Exercise task: Locate each line of the material below that contains the string "brown", treating case as significant, and copy those lines out in full.

Records:

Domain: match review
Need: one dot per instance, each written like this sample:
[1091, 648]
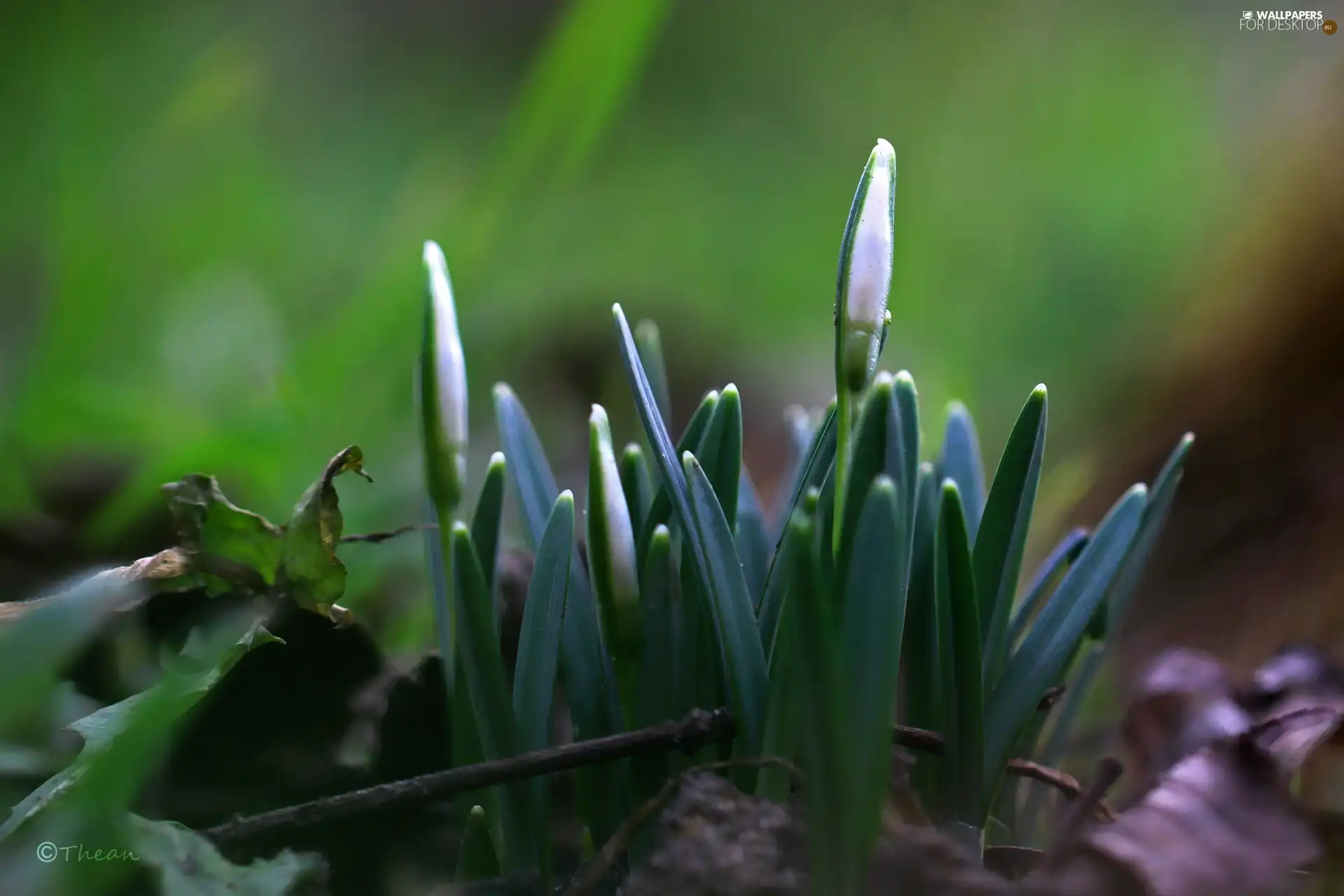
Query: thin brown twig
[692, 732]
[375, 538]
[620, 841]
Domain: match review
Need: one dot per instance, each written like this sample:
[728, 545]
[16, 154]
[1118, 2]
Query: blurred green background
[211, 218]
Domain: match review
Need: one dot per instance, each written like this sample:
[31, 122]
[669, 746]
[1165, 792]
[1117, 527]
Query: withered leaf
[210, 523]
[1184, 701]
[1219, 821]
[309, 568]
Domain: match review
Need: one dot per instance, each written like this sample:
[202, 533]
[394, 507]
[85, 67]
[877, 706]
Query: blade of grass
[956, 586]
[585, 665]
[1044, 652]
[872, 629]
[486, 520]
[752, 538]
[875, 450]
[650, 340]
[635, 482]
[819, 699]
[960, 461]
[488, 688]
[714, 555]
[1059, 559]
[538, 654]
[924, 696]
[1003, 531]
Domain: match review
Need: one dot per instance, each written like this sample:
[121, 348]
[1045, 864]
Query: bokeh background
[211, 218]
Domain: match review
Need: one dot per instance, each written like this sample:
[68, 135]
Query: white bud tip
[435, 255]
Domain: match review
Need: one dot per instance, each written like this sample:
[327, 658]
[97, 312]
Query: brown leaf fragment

Task output:
Query: thin brown twig
Query: brown leaf fragment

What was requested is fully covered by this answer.